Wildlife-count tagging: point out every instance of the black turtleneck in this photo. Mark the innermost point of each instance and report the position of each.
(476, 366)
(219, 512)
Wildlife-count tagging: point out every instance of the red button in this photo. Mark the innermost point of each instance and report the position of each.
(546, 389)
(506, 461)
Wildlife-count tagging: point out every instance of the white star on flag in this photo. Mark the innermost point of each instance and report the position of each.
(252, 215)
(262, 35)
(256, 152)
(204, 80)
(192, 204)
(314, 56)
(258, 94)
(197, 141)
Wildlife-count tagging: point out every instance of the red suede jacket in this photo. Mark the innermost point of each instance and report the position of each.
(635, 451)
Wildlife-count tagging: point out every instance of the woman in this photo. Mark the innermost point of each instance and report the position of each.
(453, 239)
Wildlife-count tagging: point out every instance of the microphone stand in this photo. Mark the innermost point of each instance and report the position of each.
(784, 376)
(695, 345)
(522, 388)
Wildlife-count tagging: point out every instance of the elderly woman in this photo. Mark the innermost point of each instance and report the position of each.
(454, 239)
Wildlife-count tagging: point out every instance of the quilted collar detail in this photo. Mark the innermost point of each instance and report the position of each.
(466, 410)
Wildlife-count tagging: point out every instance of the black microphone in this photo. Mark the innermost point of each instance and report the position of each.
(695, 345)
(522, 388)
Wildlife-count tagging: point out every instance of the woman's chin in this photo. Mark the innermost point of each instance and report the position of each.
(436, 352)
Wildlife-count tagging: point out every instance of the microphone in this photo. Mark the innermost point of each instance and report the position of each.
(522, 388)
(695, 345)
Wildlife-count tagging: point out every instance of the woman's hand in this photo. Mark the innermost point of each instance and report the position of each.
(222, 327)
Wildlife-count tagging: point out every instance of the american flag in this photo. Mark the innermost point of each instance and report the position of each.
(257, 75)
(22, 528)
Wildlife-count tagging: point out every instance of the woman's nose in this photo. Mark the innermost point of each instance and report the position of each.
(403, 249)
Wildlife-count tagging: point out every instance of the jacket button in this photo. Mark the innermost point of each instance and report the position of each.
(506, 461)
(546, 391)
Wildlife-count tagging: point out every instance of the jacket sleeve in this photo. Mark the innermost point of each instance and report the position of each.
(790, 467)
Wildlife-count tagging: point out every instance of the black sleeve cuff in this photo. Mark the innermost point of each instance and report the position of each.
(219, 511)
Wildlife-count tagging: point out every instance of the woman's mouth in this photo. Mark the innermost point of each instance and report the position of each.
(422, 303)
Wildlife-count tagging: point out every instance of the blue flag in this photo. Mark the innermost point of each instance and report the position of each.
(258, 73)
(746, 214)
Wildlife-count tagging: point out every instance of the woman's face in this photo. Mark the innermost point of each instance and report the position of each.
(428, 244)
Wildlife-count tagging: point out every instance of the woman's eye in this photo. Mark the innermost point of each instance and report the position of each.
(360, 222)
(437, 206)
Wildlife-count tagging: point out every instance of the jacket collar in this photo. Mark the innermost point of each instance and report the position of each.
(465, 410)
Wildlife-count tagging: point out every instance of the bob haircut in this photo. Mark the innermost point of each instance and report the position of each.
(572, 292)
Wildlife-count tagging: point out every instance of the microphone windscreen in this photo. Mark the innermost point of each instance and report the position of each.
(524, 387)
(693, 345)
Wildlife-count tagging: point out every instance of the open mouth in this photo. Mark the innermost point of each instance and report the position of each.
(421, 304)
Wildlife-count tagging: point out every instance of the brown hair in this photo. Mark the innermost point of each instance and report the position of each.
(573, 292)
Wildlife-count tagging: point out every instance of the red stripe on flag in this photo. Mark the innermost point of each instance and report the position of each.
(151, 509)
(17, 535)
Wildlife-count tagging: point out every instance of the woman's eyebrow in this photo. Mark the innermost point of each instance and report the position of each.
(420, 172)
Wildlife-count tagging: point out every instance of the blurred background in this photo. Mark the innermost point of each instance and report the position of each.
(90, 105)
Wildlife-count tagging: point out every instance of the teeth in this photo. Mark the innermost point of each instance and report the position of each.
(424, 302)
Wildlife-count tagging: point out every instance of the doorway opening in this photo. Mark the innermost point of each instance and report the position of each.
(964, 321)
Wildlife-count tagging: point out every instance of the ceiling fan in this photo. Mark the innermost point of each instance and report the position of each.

________

Aim:
Format every line of the data above as a JSON list of strings, one string per line, and omit any blank lines.

Reply:
[
  "Wildlife-count tagging: point out every instance of the black turtleneck in this photo. Mark the innermost point of each instance and report the position of each.",
  "(476, 366)",
  "(219, 512)",
  "Wildlife-count tagging: point out every instance of the red button in this photo. Mark the innermost point of each instance and report the position of each.",
  "(546, 389)",
  "(506, 461)",
  "Wildlife-count tagging: point out every instance of the white star on flag in this photo. Mark the innermost point of each instance and report the position of each.",
  "(252, 215)",
  "(262, 35)",
  "(256, 152)",
  "(204, 80)",
  "(192, 204)",
  "(314, 56)",
  "(258, 94)",
  "(197, 141)",
  "Wildlife-count tagging: point out every instance of the red suede jacket in this photo. Mark the innermost point of each instance and report the position of each.",
  "(635, 451)",
  "Wildlife-count tagging: point out every instance of the woman in this photo. Mark the innermost point of each instance and report the position of each.",
  "(453, 239)",
  "Wildlife-count tagging: point out every instance of the microphone stand in this photo. Mark the innermost point of each instance and report the position of each.",
  "(784, 376)",
  "(695, 345)",
  "(522, 388)",
  "Wildlife-count tagging: point out every instance of the elderly woman in this photo. Mark the innermost point of each instance and report the position of each.",
  "(454, 239)",
  "Wildlife-count tagging: point out every instance of the quilted collar detail in this photo. Mark the innermost point of each instance and report the position of each.",
  "(466, 410)",
  "Wildlife-count tagging: point out every instance of the black microphone in this photo. Mark the innermost point of each instance and report the position of each.",
  "(695, 345)",
  "(522, 388)",
  "Wildlife-count tagging: point out every instance of the woman's chin in this photo. Mark the innermost point of each instance and report the position of each.",
  "(436, 352)",
  "Wildlife-count tagging: point out every instance of the microphone in this photo. Mark the innermost point of each instance and report the position of each.",
  "(522, 388)",
  "(695, 345)",
  "Wildlife-count tagging: point out every instance of the woman's hand in this photo. Mark the innermost point of each instance and report the position of each.",
  "(222, 327)",
  "Wildlife-count tagging: point out every instance of the american flag in this photo. Mark the innermost point of each instance and report the position of each.",
  "(257, 75)",
  "(22, 528)",
  "Wildlife-count tagging: point out every instance of the woman's nose in this photo. Mark the innermost point of each instance and report the position of each.",
  "(403, 249)",
  "Wildlife-count tagging: point out every instance of the jacket button in this photo. Mark the innermost point of each instance and report the position of each.",
  "(506, 461)",
  "(546, 391)",
  "Wildlife-count tagging: point out every instance of the jacket sleeve in this photo. Mark the innermost point of each instance and report the position of each.",
  "(790, 467)",
  "Wildlife-count tagging: point out every instance of the black sleeve cuff in this photo. Mark the innermost point of each instance and report the position of each.",
  "(219, 511)",
  "Wildlife-count tagging: point out every instance of the woman's mouth in this photo. Mark the innermost point of each instance and report the position of each.",
  "(422, 303)",
  "Wildlife-count tagging: point out every instance of the blue flag in this photo. Mark the innermost point of each instance and report the position of each.",
  "(258, 73)",
  "(746, 214)",
  "Wildlife-count tagging: point out every instance of the woman's face in this photo. Mark the innermost point of each instance and report the position of each.",
  "(428, 244)",
  "Wildlife-count tagging: point out every instance of the woman's eye in this photo. Mark the innermost point of each instance and report the position of each.",
  "(360, 222)",
  "(437, 206)",
  "Wildlife-count tagging: point out every instance of the jacket collar in this photo. Mark the innermost point of each instance and report the position of each.",
  "(465, 410)",
  "Wildlife-count tagging: point out every instance of the bob haircut in this photo. Mark the innermost point of each instance and report the position of each.",
  "(572, 292)",
  "Wildlife-count tagging: point out every instance of the microphone windscreen in this photo. Mark the innermost point of each instance and report the position of each.",
  "(524, 387)",
  "(693, 345)",
  "Wildlife-count tagging: point out every instance of the open mouth in this photo. Mark the innermost point of each instance and report the position of each.",
  "(421, 304)",
  "Wildlife-count tagging: point out every instance of the brown hair in this photo. Mark the innermost point of each instance and report the position of each.",
  "(573, 292)",
  "Wildlife-count tagging: point out every instance of the red stripe on flag in this photo. Mark the innermost point of each instance and report the position of each.",
  "(151, 509)",
  "(17, 535)",
  "Wildlife-count tagging: point out every instance of the woman's eyebrow in this photo. Mark the innermost point of each instance and report the position of each.",
  "(420, 172)",
  "Wildlife-count tagging: point out every instance of the blurred background in this photo. Mark the innermost point of each instance and report the position of each.",
  "(90, 105)",
  "Wildlife-count tagging: point out every instance of the teeth in this photo. Mark the innermost point of each instance and report the position of each.",
  "(424, 302)",
  "Wildlife-count tagging: point out every instance of the doorway opening in this photo. Mark the innermost point of each instance and report the position of each.",
  "(964, 321)",
  "Wildlife-count tagging: point out every instance of the ceiling fan in this photo. Mark the innermost point of each instance and report the position of each."
]